=== WORK INSTRUCTIONS ===
Render the material from its start up to and including the line with "point(89, 150)" as a two-column CSV with the headers wording and coordinates. Give one row per labeled item, with its full wording in one quoted field and its coordinates in the other, line breaks turned into spaces, and leave the pictures out.

=== LISTED RECORDS ===
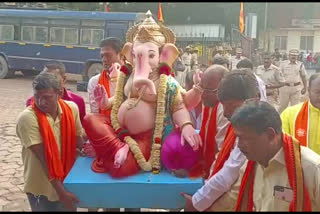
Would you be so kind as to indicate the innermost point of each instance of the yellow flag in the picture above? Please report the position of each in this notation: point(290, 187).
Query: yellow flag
point(241, 18)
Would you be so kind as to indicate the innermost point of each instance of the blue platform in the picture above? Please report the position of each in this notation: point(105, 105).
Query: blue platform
point(144, 190)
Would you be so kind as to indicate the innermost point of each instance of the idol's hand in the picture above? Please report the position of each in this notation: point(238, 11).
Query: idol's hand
point(189, 135)
point(100, 96)
point(121, 156)
point(197, 76)
point(89, 150)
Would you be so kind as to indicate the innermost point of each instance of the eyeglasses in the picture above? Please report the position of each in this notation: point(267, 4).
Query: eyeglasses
point(207, 91)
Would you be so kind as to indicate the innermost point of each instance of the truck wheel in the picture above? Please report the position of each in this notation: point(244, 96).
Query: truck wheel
point(4, 69)
point(94, 69)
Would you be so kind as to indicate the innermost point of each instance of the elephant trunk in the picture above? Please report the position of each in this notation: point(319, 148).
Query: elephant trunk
point(141, 76)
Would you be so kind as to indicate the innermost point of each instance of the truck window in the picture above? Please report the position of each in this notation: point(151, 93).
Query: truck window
point(34, 34)
point(7, 32)
point(64, 35)
point(91, 36)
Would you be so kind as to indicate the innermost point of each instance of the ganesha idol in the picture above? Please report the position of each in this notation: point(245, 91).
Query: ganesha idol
point(148, 106)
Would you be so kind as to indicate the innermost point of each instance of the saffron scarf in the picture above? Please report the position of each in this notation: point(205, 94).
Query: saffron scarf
point(227, 146)
point(104, 80)
point(301, 126)
point(301, 200)
point(208, 150)
point(58, 165)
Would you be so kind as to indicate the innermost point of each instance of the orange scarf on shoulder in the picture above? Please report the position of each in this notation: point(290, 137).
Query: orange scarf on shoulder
point(104, 80)
point(301, 200)
point(208, 150)
point(301, 127)
point(227, 146)
point(58, 165)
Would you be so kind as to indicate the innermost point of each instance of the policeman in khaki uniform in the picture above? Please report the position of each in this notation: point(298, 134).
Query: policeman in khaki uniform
point(237, 58)
point(272, 77)
point(293, 71)
point(194, 59)
point(186, 59)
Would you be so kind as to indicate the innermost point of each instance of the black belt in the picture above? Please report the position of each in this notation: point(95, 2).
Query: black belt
point(270, 93)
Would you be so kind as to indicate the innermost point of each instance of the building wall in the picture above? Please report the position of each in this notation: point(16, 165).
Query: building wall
point(293, 39)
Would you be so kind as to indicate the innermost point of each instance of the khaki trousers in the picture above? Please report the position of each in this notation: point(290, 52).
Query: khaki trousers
point(274, 101)
point(288, 94)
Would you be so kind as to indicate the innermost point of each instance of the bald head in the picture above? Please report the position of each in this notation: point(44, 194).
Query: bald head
point(210, 81)
point(214, 72)
point(314, 90)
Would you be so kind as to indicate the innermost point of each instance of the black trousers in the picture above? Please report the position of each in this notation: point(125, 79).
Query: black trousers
point(42, 204)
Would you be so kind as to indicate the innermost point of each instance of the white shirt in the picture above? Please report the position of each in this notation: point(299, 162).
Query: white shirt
point(91, 85)
point(262, 88)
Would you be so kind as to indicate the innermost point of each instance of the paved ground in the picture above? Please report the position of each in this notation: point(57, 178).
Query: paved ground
point(13, 95)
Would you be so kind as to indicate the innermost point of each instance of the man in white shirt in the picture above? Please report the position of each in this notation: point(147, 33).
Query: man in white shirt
point(110, 54)
point(247, 64)
point(234, 89)
point(237, 58)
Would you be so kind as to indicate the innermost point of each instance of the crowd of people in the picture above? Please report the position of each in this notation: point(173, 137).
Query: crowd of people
point(255, 152)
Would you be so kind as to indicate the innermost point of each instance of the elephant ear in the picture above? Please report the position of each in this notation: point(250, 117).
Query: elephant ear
point(169, 54)
point(127, 51)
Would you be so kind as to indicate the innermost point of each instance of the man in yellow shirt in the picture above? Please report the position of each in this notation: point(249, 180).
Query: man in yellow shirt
point(303, 120)
point(280, 174)
point(51, 123)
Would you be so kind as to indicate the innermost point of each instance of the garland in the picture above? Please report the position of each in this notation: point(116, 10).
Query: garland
point(154, 162)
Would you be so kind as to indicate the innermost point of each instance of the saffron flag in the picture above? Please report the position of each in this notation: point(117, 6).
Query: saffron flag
point(108, 7)
point(241, 18)
point(160, 17)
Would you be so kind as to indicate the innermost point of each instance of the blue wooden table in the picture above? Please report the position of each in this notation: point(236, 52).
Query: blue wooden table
point(144, 190)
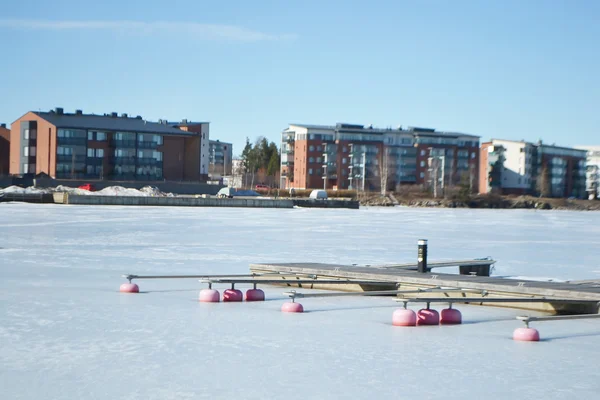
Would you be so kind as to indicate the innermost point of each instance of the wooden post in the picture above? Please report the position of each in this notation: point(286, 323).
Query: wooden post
point(422, 256)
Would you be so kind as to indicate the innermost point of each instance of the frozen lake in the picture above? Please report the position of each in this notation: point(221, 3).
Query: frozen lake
point(66, 332)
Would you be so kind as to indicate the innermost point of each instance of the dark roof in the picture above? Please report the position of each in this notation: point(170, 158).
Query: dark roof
point(367, 129)
point(109, 123)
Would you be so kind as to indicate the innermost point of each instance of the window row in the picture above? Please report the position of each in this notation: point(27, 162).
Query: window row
point(28, 168)
point(71, 133)
point(29, 151)
point(30, 134)
point(97, 153)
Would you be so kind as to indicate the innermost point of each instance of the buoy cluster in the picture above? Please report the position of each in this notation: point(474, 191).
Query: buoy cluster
point(401, 317)
point(230, 295)
point(129, 288)
point(426, 316)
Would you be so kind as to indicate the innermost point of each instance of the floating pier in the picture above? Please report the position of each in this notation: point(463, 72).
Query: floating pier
point(473, 278)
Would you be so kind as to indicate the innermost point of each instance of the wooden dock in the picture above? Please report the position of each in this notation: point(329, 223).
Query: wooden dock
point(570, 298)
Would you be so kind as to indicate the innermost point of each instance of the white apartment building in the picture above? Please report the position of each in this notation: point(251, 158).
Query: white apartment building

=== FINAL RESULT ===
wording,coordinates
"Would you be so kind as to indicate the innermost point of each instance of the yellow flag in the picture above? Please report the position of each in this notation: point(290, 187). Query: yellow flag","point(241, 18)"
"Would you be so kind as to indicate the innermost point of each instance of the blue platform in the picture above? Please report the position of each in this notation: point(105, 105). Query: blue platform","point(144, 190)"
"Would you be so kind as to indicate the innermost point of each instance of the idol's hand in the picture above? Please report the position of each in this notation: point(238, 11). Query: idol's hand","point(189, 135) point(100, 96) point(121, 156) point(197, 76) point(89, 150)"